[Stored dataset items]
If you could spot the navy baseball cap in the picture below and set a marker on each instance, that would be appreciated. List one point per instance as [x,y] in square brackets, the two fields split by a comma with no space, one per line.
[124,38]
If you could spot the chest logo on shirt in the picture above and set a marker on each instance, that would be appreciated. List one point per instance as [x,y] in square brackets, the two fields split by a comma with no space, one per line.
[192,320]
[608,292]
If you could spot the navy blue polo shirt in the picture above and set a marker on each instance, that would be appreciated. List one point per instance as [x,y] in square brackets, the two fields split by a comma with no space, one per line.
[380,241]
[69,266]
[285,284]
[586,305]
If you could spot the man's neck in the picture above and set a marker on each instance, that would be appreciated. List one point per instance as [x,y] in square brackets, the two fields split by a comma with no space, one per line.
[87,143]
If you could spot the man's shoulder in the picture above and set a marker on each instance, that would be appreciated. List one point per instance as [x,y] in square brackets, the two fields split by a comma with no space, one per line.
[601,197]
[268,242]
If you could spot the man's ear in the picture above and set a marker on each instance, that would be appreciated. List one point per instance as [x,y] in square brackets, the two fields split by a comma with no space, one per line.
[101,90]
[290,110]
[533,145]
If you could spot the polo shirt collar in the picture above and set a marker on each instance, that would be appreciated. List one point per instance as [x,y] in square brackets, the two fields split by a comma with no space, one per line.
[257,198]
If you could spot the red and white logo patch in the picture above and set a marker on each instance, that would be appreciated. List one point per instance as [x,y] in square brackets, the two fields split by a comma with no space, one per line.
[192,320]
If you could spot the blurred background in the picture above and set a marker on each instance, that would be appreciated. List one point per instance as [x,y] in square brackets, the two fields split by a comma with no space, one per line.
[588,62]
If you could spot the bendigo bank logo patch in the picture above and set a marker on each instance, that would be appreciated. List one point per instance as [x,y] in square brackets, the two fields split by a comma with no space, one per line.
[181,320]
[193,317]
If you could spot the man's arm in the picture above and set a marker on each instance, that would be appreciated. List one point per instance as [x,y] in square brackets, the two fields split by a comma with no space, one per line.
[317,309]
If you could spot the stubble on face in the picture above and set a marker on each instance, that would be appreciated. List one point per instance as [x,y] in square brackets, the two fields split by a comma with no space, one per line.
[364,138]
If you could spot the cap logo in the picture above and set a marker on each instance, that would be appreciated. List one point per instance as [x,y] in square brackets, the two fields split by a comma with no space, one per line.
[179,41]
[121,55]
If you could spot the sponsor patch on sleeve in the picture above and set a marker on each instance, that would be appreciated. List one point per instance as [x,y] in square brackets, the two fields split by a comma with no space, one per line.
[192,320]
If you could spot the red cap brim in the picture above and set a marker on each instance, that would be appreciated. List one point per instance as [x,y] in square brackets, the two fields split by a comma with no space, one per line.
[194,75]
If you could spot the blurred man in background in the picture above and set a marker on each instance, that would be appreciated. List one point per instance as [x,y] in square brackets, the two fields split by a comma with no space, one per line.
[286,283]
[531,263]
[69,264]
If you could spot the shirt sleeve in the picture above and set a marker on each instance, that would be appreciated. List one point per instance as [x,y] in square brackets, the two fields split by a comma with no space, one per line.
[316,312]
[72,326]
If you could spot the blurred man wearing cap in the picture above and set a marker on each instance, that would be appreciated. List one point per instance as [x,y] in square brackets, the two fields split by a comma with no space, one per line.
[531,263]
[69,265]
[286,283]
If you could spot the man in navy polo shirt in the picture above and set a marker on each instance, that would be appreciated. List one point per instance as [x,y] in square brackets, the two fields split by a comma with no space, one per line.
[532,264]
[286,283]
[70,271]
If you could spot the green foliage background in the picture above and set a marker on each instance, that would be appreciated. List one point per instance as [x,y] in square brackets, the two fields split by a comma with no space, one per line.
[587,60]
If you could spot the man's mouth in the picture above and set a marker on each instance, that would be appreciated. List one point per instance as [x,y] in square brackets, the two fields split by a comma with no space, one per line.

Goal:
Every entry should be printed again exactly as it stands.

Solution below:
If you could spot the navy baseball cap in the picture below and set a marker on each instance, that would be appreciated. List one point per instance as [x,y] in square brackets, the two fields split by a comma with no space, one per line.
[124,38]
If you could spot the chest logo on shirt in the picture above and set a marker on each instance, that would be appreciated. List one point per instance as [x,y] in square brackets, the two fields split by a comma with no space, one per line.
[192,320]
[608,292]
If you could spot the navy blue polo shirt in the picture above and set a marker on each instance, that would be appreciated. List one point per instance as [x,y] in square brackets, the two fields split by a comma with no space, one per line.
[380,241]
[69,266]
[285,284]
[586,305]
If you could spot the man's neck in the picture above and set a marker on each instance, that would be appreciated. List one point per instance as [x,y] in square brackets, the two fields split by a comma with no space, one per line.
[87,143]
If you could spot the man's shoulder in the picture above and set a marker on each instance, that would be appreciated. List one point per instance as [x,y] in square brackets, the two fields split by a comma with no space, one per line.
[601,197]
[268,242]
If you could spot the man's ear in the picture above and set a marker on each instance, that would be appreciated. List one point per instance as [x,y] in square brackets, the two fields split by a comma with no space, one per line.
[101,90]
[290,110]
[533,145]
If you could spot the polo shirt collar in the picture above and set a marker on each instance, that would be appreciated. List one point per instance as [x,y] in square brackets, the two fields split by a comma with no space, one per line.
[257,198]
If you could spot the red and white logo patch in the picture above and set a marker on each instance, that would be appreciated. List one point per instance as [x,y] in square brackets, the two fields split by a comma with no space, one per line.
[192,320]
If you could spot the blurred background in the picture above and set a marker on each instance, that would be appreciated. List one point per instance as [x,y] in square brackets, the two fields split by a comma with no space, one per line.
[588,62]
If you could spot the bendigo bank logo patch in the picture above and set a marker on each instance, that would be appreciated. List one point per instance as [x,y] in square brackets, the two fields split by a comma with no space, one per line.
[181,320]
[193,317]
If you could spot the man's arm in the picture above and set a marker on each instance, that would be appreciated. List one point per instance as [x,y] in square brackets, the two fields split by a comma with no space, one per line.
[317,309]
If you could spot the stubble on face in the picture above and set a marker on each instance, that would be appreciated. List one point per instance as [x,y] in square brackets, the two fields split by a comma with no space, one per line.
[364,138]
If you could spot the cap logo in the picture above and set a marker on each instance, that would be appreciated. List one point per instance as [x,y] in square brackets, the two fields split by a comma with no space, one per line.
[179,41]
[121,55]
If you could spot the sponsor patch on sleeve in the picture above and set a marker on each instance, that would be appreciated. List one point per instance as [x,y] in square brackets, the two fields split by a comma with no space, one per line.
[192,320]
If you could spot the red cap brim in the picture above and set a marker on each instance, that would be appreciated. List one point per instance as [x,y] in square brackets, the two fields split by a comma with no space, one per line.
[194,75]
If you could spot the blurred man in background in the picture above and set a marker on each instance, that would be appreciated. List one point per instance as [x,y] in square brackets, the two fields split by a comma with no space, one per line.
[286,283]
[531,263]
[69,264]
If you could spot the shirt sleeve in the picture above and set a marker on each instance, that would be appreciated. List one point per instance as [x,y] in square brackets, the two fields split by a comma with no space, one per line.
[316,312]
[72,326]
If you could spot the blurred man wearing cap in the picture above and set a marker on each instance, that would be appreciated. List one point per instance as [x,y] in square brackets, the two fields split by a comma with no space, one per line.
[531,263]
[69,265]
[286,283]
If you could spot the man in navy polo shirt in the picture above and set a marker on each instance, that would be appreciated. List one point per instance as [x,y] in square brackets, the two fields split by a comma with no space, one per line.
[532,264]
[286,283]
[70,271]
If you could spot the green foliage background in the picture above and set a marker on each instance, that would be appreciated. List one point per instance as [x,y] in square brackets, the two fields split by a comma with no space, one per line.
[587,60]
If you could spot the man's mouth in the picture above and set a marker on each instance, that would be appreciated. List one point per instance as [x,y] in square brackets, the two fields split by a comma with no space, one per line.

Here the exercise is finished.